[Dataset excerpts on object pointing]

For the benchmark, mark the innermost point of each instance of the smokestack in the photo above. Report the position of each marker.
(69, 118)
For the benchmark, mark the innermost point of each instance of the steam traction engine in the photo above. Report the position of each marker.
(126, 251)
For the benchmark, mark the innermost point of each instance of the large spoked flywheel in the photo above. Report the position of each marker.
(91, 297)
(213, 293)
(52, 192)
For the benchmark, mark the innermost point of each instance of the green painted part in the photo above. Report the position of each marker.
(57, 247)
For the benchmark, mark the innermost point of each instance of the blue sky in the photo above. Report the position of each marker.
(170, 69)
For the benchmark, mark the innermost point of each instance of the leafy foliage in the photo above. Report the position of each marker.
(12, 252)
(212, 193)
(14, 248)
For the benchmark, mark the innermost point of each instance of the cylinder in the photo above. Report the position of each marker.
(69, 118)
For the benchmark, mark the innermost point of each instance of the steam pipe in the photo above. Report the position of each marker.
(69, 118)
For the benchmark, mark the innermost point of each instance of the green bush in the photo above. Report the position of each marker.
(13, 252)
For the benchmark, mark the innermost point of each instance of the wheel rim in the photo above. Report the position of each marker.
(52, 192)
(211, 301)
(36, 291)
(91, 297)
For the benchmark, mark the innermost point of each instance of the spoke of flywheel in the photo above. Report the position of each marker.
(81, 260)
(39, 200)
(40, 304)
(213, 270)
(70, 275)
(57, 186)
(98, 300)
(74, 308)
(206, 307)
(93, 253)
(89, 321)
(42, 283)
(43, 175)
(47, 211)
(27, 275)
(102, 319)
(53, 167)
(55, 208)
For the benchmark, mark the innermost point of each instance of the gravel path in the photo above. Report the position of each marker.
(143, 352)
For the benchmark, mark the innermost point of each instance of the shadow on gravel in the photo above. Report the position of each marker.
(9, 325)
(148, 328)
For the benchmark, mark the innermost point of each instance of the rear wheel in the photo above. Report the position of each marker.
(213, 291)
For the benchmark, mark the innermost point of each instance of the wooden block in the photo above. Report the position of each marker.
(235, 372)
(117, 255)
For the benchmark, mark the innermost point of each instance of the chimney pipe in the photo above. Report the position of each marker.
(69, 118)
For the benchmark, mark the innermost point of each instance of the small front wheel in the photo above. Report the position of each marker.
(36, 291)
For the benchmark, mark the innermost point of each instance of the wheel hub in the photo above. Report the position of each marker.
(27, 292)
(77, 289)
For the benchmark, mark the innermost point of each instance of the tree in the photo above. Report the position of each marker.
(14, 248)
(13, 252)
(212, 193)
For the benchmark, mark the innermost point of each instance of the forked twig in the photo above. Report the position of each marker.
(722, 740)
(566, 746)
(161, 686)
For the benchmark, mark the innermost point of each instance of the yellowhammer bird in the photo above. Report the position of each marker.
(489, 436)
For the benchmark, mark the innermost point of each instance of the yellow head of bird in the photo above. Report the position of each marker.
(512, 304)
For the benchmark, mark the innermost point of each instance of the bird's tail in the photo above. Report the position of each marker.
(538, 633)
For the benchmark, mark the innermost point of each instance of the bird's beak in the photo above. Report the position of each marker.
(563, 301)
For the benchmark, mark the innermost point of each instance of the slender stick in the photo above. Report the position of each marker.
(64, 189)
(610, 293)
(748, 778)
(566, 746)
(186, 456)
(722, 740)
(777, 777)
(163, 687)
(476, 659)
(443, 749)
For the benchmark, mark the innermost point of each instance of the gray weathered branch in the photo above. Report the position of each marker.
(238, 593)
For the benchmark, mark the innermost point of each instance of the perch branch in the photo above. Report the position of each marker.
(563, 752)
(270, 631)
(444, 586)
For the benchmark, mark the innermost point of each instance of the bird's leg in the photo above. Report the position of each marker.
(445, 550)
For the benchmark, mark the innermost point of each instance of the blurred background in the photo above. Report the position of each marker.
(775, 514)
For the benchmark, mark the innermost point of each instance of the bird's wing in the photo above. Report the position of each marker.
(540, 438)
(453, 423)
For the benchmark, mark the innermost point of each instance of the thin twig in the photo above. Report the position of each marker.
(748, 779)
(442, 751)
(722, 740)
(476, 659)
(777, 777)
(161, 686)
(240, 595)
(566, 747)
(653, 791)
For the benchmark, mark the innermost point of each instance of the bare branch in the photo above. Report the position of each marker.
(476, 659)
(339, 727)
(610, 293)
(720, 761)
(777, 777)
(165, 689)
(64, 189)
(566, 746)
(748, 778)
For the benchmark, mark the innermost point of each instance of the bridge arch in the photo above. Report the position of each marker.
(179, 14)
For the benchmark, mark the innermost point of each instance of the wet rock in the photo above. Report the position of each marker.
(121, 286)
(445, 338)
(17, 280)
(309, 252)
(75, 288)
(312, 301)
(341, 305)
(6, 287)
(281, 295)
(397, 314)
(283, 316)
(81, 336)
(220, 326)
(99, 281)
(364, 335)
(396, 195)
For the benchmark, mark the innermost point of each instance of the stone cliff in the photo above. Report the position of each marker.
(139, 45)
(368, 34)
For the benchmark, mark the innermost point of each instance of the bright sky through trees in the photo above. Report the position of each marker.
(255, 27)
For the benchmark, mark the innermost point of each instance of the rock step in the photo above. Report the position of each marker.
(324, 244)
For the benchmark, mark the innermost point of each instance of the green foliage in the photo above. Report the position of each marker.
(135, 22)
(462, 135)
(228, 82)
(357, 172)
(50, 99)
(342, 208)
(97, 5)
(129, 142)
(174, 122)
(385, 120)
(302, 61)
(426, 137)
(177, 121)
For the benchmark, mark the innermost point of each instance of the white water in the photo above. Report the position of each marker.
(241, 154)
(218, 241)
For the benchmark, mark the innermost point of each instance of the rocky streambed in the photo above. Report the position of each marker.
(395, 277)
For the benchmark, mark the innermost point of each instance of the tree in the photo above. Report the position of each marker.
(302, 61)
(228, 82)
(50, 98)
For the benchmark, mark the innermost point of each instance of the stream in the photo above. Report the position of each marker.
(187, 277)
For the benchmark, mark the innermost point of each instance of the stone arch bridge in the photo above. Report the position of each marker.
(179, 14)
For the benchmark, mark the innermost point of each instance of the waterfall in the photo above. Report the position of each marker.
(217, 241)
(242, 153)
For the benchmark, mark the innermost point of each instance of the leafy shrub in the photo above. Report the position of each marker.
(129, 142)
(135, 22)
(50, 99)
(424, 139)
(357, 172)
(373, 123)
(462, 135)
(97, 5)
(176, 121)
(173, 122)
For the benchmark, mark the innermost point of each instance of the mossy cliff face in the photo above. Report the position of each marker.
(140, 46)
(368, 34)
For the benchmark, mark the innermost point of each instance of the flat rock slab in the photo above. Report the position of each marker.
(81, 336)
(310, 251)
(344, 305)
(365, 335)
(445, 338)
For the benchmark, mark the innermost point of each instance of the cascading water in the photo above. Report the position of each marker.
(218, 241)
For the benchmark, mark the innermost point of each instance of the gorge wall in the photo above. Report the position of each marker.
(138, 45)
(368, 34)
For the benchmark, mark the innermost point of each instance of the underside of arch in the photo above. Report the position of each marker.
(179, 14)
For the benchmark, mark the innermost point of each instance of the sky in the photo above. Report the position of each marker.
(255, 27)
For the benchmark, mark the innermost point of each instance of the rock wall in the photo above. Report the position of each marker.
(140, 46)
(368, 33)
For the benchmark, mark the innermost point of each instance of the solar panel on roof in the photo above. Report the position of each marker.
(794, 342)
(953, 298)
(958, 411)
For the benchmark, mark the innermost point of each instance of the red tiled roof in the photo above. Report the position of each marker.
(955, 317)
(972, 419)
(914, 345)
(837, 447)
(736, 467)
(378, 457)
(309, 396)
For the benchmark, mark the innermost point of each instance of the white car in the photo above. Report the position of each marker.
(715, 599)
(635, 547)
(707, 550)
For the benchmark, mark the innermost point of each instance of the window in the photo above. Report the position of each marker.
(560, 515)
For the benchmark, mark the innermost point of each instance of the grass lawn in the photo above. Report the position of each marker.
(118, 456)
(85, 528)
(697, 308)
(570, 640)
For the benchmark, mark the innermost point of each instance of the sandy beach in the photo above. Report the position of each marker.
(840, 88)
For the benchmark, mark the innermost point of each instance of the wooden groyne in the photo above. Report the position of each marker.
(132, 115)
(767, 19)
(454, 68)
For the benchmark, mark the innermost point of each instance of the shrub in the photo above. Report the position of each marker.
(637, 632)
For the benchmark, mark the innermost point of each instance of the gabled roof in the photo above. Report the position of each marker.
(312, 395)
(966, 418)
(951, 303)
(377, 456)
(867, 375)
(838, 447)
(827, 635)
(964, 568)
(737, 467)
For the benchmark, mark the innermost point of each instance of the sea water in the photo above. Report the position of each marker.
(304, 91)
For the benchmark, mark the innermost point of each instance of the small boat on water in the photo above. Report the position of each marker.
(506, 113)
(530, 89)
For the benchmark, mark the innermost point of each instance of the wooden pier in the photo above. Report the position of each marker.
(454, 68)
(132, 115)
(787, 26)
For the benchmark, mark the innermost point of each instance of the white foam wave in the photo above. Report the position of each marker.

WORK INSTRUCTIONS -
From the line containing "of the gabled" through the closing line of the material above, return every line exactly and omit all others.

SOLUTION -
For the benchmark, mark the innermost point of each instance of the gabled roof in the photo above. Report the position of each marker.
(312, 395)
(966, 418)
(951, 303)
(377, 456)
(867, 375)
(838, 447)
(827, 635)
(964, 568)
(737, 467)
For the benchmark, mark the innermost point of each instance of the sea water in the photo above. Report the position of each marker.
(304, 91)
For the benchmark, mark the innermost point of each instance of the small boat on water in the photo above. Report the position of each marker.
(506, 113)
(530, 89)
For the benchmark, mark the innermost point of each instance of the wooden pier in the photo above. Report the position of each marker.
(454, 68)
(132, 115)
(787, 26)
For the benchmark, mark the innermost point of each instance of the white foam wave in the photo above. Report the position of each marker.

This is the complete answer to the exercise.